▶ **摘录原文**
★ ★ ★ ★ ★ ★ ★

Deep Learning SystemsAlgorithms and Implementation-HW0

记录一下课程学习的心得和分享一下作业,推荐还是自己先写一遍

膜拜一下大佬Tianqi Chen

附上课程主页:https://dlsyscourse.org/lectures/

def add(x, y):
    """ A trivial 'add' function you should implement to get used to the
    autograder and submission system.  The solution to this problem is in the
    the homework notebook.

    Args:
        x (Python number or numpy array)
        y (Python number or numpy array)

    Return:
        Sum of x + y
    """
    ### BEGIN YOUR CODE
    return x + y
    ### END YOUR CODE


def parse_mnist(image_filename, label_filename):
    """ Read an images and labels file in MNIST format.  See this page:
    http://yann.lecun.com/exdb/mnist/ for a description of the file format.

    Args:
        image_filename (str): name of gzipped images file in MNIST format
        label_filename (str): name of gzipped labels file in MNIST format

    Returns:
        Tuple (X,y):
            X (numpy.ndarray[np.float32]): 2D numpy array containing the loaded 
                data.  The dimensionality of the data should be 
                (num_examples x input_dim) where 'input_dim' is the full 
                dimension of the data, e.g., since MNIST images are 28x28, it 
                will be 784.  Values should be of type np.float32, and the data 
                should be normalized to have a minimum value of 0.0 and a 
                maximum value of 1.0. The normalization should be applied uniformly
                across the whole dataset, _not_ individual images.

            y (numpy.ndarray[dtype=np.uint8]): 1D numpy array containing the
                labels of the examples.  Values should be of type np.uint8 and
                for MNIST will contain the values 0-9.
    """
    ### BEGIN YOUR CODE
    with gzip.open(label_filename, 'rb') as f_in:
        with open(label_filename.split('.gz')[0], 'wb') as f_out:
            shutil.copyfileobj(f_in, f_out)

★ ★ ★ ★ ★ ★ ★

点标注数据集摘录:
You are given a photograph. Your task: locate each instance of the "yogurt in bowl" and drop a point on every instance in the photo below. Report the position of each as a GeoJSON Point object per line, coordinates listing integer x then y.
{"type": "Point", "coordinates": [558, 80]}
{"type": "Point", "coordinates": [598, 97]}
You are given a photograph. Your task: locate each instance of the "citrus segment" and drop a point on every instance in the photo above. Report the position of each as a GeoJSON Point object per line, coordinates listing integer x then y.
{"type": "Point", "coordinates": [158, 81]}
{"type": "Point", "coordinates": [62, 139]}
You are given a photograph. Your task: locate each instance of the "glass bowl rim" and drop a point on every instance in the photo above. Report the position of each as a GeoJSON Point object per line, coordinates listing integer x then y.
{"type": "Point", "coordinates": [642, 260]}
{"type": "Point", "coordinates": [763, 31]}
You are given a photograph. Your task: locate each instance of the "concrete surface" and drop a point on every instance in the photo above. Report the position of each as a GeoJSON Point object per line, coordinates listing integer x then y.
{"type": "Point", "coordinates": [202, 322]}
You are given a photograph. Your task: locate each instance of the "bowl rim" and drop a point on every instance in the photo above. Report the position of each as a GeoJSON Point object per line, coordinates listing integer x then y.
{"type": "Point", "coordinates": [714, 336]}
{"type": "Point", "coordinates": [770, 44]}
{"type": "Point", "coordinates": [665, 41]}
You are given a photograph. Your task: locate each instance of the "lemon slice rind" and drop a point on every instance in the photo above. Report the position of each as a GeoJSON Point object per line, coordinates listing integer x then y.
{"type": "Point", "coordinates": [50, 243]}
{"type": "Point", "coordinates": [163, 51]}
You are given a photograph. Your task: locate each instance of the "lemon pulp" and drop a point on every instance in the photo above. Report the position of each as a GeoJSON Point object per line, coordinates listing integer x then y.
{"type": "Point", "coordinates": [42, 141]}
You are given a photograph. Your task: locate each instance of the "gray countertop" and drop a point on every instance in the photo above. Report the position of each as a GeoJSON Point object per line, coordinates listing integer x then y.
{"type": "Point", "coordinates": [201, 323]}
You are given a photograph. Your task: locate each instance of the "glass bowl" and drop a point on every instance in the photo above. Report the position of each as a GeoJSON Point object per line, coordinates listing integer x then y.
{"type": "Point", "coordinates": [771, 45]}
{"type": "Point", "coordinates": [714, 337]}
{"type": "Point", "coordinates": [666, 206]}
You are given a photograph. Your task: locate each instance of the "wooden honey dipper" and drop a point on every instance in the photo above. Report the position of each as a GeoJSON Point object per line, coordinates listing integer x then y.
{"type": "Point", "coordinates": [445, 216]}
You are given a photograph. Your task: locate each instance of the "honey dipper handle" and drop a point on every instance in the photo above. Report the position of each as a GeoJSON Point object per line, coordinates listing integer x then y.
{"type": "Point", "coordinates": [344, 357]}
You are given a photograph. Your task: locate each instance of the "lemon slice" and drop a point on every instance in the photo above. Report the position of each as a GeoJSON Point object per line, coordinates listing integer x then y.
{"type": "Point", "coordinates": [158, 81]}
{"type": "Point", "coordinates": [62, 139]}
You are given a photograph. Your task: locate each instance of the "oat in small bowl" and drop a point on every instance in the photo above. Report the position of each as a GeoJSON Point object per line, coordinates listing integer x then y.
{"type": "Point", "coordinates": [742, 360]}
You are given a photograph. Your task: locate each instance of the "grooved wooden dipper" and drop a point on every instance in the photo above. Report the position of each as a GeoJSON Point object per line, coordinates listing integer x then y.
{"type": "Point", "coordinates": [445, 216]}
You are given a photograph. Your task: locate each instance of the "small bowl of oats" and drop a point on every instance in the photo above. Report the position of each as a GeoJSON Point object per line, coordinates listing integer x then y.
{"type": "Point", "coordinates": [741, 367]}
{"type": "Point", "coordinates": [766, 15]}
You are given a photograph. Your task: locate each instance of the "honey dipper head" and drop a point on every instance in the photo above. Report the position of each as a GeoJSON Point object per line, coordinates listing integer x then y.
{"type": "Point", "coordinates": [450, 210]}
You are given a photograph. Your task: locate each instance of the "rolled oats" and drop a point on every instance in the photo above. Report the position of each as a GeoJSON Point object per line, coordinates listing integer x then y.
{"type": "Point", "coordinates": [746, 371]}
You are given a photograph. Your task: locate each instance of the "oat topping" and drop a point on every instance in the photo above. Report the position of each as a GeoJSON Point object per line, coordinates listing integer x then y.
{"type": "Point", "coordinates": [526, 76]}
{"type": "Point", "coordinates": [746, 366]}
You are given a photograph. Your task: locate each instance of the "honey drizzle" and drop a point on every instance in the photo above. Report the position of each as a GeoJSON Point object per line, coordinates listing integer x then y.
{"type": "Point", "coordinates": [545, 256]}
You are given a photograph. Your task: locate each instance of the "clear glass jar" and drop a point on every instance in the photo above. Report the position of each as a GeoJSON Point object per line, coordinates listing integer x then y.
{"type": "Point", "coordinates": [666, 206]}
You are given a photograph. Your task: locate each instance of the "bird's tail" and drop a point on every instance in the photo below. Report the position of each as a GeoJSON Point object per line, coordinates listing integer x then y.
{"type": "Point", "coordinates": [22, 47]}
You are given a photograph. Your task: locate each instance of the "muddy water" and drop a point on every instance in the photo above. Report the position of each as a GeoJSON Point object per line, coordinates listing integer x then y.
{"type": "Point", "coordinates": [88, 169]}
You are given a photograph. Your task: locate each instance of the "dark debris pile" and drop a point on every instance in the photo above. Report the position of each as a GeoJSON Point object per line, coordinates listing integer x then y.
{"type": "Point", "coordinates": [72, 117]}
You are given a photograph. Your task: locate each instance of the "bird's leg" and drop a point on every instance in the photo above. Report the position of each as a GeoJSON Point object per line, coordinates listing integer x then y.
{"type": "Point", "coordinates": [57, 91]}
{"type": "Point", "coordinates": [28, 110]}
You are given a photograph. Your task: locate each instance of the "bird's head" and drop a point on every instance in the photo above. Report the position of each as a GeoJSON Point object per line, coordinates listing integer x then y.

★ ★ ★ ★ ★ ★ ★

▶ **任务要求**
1 - 作业笔记里有一段以“X (numpy.ndarray[np.float32])”开头,请把它改写成简短的要点列表,保留主要信息。
2 - 给出记录中含有字符串“dipper”的行数,区分大小写,只写数字。
上面的作业笔记和记录是两份各自独立的材料。

▶ **逐题解答**
1 -
- X 是一个二维 numpy 数组,存放读入的数据。
- 形状为 (num_examples x input_dim),其中 input_dim 是数据的完整维度。MNIST 图像是 28x28,所以这个值是 784。
- 数值类型为 np.float32。
- 数据要归一化,最小值为 0.0,最大值为 1.0。
- 归一化统一作用于整个数据集,而不是逐张图像单独处理。

2 - 4